### Texte présenté
= = =

Ma certitude, c’est que nous allons continuer à partager avec les Britanniques un destin commun. Ces dernières années ont été celles du passage à vide, mais nous retrouverons une base commune – dont la Communauté politique européenne annoncée par le président Macron à Prague en octobre peut être un point de départ pour les pays qui ne sont pas dans l’Union européenne. Le Royaume-Uni a fait comprendre que l’idée les intéressait : le déplacement de l’éphèmère Liz Truss à Prague a illustré la volonté britannique de reprendre langue avec un nombre important de pays européens. 

Nous allons continuer à partager avec les Britanniques un destin commun. Ces dernières années ont été celles du passage à vide, mais nous retrouverons une base commune – dont la Communauté politique européenne annoncée par le président Macron à Prague en octobre peut être un point de départ pour les pays qui ne sont pas dans l’Union européenne.

= = =

### Consigne de l'exercice
Reproduisez intégralement le texte ci-dessus sur les relations avec les Britanniques, sans rien y changer.

(Données de pointage des régions)
= = =

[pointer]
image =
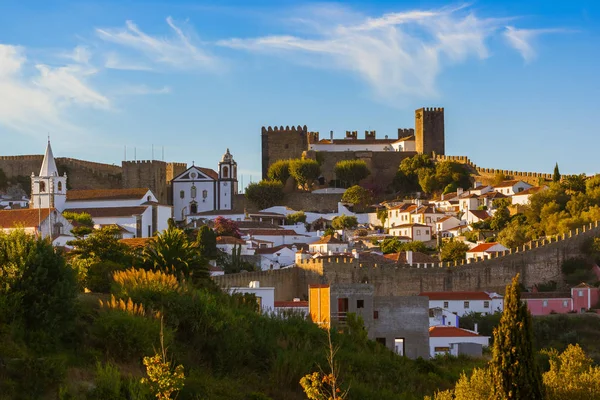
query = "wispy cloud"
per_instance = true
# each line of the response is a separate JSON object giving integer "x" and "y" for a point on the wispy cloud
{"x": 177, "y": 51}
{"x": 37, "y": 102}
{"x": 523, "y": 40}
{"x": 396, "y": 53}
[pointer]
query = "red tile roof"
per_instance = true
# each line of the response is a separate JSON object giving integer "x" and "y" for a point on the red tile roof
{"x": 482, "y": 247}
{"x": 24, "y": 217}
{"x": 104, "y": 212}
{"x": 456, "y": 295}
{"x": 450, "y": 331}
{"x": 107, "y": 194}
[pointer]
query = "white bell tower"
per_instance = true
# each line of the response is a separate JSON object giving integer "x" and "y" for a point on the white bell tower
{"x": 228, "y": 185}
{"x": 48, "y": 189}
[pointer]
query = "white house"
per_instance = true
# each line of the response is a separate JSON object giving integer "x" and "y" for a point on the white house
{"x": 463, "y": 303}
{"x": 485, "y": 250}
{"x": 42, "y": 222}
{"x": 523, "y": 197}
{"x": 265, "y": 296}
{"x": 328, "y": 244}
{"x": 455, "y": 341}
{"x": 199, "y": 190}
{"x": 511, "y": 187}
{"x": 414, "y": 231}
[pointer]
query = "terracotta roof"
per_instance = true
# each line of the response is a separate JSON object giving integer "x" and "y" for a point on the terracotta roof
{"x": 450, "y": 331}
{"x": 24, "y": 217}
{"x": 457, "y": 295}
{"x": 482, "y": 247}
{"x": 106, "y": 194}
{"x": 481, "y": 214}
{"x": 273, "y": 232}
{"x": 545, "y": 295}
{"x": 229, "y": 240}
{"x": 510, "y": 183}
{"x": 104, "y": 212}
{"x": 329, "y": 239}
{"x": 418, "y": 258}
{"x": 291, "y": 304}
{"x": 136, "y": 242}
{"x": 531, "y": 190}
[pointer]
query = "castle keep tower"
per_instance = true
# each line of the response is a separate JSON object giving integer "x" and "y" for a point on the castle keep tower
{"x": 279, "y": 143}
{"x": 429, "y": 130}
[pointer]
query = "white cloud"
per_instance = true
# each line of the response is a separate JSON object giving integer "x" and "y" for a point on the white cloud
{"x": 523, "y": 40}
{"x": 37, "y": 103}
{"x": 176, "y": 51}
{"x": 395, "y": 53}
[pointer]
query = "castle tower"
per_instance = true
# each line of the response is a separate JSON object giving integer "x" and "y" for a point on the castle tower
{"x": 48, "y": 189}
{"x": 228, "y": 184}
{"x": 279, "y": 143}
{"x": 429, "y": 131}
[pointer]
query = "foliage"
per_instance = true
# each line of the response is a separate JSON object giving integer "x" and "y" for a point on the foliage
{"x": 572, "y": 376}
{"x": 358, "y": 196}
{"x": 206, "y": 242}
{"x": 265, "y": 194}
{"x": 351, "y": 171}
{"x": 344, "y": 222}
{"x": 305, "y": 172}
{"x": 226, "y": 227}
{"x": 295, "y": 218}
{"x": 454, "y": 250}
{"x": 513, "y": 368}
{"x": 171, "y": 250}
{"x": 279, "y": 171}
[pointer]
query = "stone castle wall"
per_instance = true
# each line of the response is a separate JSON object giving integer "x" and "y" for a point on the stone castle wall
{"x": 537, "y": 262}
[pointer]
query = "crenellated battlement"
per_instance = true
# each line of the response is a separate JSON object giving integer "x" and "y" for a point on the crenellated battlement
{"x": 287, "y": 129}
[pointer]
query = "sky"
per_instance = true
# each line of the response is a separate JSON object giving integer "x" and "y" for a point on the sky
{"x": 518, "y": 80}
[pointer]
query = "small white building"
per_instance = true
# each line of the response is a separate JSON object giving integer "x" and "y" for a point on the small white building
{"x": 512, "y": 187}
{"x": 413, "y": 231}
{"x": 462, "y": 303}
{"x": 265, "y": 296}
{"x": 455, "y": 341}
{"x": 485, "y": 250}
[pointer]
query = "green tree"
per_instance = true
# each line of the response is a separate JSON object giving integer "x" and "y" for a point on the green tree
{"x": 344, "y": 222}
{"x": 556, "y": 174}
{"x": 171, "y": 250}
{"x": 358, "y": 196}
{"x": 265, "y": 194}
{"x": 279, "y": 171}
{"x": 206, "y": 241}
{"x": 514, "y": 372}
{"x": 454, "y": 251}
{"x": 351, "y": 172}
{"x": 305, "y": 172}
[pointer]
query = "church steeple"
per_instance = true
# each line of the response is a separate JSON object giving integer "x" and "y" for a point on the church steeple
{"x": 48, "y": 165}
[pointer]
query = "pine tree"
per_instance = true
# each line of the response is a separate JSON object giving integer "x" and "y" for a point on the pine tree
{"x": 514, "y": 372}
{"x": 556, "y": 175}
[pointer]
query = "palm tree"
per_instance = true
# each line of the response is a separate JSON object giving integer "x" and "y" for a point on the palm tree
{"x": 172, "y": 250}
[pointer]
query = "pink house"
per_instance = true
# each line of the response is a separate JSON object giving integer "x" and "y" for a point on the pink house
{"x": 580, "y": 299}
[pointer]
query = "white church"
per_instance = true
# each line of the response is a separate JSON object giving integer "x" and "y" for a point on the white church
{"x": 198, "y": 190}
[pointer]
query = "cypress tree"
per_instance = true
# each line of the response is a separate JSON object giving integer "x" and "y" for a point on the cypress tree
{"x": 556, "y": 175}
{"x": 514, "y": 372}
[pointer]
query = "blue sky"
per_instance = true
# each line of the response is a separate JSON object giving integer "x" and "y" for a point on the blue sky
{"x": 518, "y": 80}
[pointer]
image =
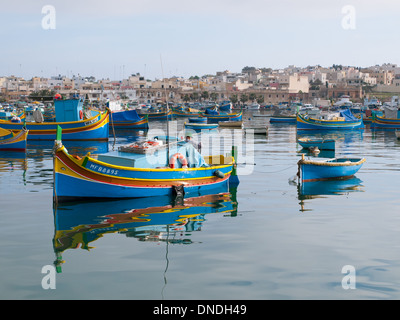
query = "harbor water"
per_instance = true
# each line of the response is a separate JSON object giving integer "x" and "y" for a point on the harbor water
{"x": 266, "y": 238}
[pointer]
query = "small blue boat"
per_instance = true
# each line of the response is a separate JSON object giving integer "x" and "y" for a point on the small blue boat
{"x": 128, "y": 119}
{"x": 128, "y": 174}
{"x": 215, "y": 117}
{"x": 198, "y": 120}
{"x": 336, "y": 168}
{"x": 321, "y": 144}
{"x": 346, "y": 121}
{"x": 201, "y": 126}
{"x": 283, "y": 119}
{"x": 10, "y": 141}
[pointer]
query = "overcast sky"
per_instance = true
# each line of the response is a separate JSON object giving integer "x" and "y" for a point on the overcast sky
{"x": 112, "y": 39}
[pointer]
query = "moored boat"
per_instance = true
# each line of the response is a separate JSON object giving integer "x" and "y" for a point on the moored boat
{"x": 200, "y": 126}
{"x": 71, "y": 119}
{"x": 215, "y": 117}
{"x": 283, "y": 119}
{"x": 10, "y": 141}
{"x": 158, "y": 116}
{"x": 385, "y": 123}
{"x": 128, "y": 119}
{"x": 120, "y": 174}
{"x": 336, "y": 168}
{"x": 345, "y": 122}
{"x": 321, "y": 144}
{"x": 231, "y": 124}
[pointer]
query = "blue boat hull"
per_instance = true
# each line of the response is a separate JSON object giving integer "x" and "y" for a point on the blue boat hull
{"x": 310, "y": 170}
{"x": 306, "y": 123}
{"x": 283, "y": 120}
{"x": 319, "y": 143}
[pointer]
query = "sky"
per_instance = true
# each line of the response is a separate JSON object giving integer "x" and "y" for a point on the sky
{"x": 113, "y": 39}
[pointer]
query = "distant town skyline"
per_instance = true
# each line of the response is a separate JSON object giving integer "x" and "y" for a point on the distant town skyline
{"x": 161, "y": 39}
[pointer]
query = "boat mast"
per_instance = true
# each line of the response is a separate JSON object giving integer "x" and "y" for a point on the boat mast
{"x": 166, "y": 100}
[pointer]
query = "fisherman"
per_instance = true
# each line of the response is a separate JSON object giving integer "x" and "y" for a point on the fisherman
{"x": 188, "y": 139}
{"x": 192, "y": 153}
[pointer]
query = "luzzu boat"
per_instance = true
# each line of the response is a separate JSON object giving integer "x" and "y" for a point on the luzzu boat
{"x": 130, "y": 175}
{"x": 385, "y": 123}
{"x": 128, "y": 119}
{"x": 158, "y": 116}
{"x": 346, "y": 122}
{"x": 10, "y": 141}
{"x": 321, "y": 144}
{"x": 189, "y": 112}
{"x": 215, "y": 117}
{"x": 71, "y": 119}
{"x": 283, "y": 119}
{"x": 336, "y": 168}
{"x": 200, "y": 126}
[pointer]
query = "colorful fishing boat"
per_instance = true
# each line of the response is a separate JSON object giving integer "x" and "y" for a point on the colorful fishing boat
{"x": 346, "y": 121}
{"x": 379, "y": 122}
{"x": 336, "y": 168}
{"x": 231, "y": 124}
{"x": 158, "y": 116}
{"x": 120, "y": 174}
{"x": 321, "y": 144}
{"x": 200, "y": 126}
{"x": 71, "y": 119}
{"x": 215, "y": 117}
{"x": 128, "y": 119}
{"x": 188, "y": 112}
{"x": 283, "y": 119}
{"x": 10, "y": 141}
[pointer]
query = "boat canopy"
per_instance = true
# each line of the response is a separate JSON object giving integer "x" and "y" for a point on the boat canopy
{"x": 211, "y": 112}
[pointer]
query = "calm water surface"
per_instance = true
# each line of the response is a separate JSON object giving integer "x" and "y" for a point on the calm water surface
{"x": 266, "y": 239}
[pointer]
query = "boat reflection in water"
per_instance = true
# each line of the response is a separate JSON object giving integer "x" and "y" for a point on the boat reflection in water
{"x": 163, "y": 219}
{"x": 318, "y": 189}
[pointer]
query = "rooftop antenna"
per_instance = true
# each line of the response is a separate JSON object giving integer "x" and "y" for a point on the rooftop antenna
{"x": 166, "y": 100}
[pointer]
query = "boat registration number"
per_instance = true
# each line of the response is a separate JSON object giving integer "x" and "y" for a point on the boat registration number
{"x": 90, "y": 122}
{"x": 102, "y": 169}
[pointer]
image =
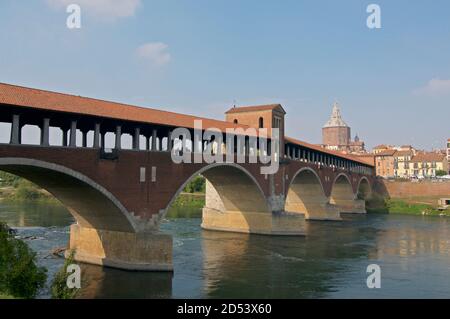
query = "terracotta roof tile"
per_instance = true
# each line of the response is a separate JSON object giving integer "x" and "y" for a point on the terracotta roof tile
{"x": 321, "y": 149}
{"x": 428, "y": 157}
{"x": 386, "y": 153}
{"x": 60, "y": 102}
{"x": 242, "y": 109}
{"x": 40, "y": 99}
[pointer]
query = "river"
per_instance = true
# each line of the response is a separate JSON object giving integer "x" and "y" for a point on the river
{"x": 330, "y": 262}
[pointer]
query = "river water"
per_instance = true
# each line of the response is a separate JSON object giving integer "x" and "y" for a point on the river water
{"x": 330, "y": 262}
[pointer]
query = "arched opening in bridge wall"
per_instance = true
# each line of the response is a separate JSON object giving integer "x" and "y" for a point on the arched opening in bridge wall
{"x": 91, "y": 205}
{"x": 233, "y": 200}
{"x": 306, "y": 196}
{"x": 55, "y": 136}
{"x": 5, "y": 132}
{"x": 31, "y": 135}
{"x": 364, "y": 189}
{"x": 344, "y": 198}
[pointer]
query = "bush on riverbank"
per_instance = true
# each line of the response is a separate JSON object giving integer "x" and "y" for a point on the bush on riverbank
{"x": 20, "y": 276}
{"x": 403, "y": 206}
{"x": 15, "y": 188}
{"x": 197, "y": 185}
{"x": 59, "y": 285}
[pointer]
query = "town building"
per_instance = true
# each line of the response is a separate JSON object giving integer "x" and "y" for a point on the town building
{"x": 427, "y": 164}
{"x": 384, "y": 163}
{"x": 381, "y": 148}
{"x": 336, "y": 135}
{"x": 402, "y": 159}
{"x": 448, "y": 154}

= = =

### Réponse de l'exercice
Ma certitude, c’est que nous allons continuer à partager avec les Britanniques un destin commun. Ces dernières années ont été celles du passage à vide, mais nous retrouverons une base commune – dont la Communauté politique européenne annoncée par le président Macron à Prague en octobre peut être un point de départ pour les pays qui ne sont pas dans l’Union européenne. Le Royaume-Uni a fait comprendre que l’idée les intéressait : le déplacement de l’éphèmère Liz Truss à Prague a illustré la volonté britannique de reprendre langue avec un nombre important de pays européens. 

Nous allons continuer à partager avec les Britanniques un destin commun. Ces dernières années ont été celles du passage à vide, mais nous retrouverons une base commune – dont la Communauté politique européenne annoncée par le président Macron à Prague en octobre peut être un point de départ pour les pays qui ne sont pas dans l’Union européenne.